= Material for the task =
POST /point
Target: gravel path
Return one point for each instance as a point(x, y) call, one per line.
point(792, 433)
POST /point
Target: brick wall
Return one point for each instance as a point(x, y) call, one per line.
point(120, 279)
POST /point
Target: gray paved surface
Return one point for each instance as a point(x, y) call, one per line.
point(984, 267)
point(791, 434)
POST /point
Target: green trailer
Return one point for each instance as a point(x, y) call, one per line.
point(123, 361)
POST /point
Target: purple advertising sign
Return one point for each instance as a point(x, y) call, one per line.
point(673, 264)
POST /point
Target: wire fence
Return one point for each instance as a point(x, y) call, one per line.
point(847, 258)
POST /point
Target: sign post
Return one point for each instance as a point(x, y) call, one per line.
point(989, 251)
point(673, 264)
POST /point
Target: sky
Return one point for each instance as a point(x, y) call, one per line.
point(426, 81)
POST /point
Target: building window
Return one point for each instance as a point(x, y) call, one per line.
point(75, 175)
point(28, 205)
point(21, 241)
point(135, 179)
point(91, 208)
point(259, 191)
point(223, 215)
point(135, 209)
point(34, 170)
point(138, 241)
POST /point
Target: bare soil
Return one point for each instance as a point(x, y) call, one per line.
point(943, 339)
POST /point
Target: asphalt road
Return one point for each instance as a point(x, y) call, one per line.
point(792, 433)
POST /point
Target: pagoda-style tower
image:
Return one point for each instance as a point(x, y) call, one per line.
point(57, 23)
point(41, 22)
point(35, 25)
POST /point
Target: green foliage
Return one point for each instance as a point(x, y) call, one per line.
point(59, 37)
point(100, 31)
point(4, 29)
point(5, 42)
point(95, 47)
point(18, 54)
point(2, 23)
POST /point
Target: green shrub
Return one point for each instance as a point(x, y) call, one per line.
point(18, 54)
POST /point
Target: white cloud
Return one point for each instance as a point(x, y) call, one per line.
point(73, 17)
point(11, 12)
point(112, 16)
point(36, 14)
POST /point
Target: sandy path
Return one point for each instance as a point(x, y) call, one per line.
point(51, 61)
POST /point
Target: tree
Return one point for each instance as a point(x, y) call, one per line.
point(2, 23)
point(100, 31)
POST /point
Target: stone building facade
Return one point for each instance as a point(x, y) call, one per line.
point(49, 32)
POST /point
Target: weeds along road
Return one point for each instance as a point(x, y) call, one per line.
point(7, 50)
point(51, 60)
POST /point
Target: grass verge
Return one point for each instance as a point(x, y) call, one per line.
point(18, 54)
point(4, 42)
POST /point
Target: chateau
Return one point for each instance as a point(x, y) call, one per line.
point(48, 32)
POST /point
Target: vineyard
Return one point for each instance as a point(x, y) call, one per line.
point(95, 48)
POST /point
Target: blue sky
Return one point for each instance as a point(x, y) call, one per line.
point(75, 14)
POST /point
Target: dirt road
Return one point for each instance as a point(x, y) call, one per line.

= To do =
Give the data again from its first line through the line that contains "point(426, 81)", with "brick wall" switched to "stone wall" and everything else unchanged.

= Finished exercise =
POST /point
Target: gravel path
Return one point for each instance as a point(x, y) call, one per line.
point(792, 433)
POST /point
Target: stone wall
Return one point for each instance as a point(x, y) call, one per line.
point(120, 279)
POST /point
Target: gray paved surface
Return one point for each instance as a point(x, y) call, one per line.
point(984, 267)
point(791, 434)
POST /point
Target: green trailer
Return one point for each instance as a point(x, y) call, one per line.
point(123, 361)
POST /point
Target: purple advertising sign
Return one point for each instance as a point(x, y) call, one per line.
point(673, 264)
POST /point
Target: wire fence
Return one point for each instance as a point(x, y) call, one per line.
point(847, 258)
POST /point
Target: sign post
Return one point for each instance as a point(x, y) call, one per line.
point(989, 251)
point(673, 264)
POST /point
Target: sky
Return one point for each instance as a point(x, y) call, one per line.
point(426, 81)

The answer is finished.